▶ THE EXERCISE
Copy each of the following records word for word, leaving nothing out.

▶ MATERIAL FOR THIS EXERCISE
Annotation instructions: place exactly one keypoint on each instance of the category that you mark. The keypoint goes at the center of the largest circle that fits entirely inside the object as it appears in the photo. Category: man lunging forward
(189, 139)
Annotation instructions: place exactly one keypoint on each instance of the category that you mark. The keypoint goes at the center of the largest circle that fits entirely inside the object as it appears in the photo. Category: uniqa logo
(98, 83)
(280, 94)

▶ THE OUTPUT
Annotation instructions: place exactly one keypoint on each instance of the category that you mark. The keypoint goes at the center of the largest circle that fits entirely inside the object as it appears in the photo. Category: man lunging forward
(189, 139)
Annotation instructions: place exactly one keypoint on each instance of the category that you mark. The keypoint goes at the center of the largest circle that fits entirely inside the object as it appears in the photo. Category: uniqa logo
(98, 83)
(280, 94)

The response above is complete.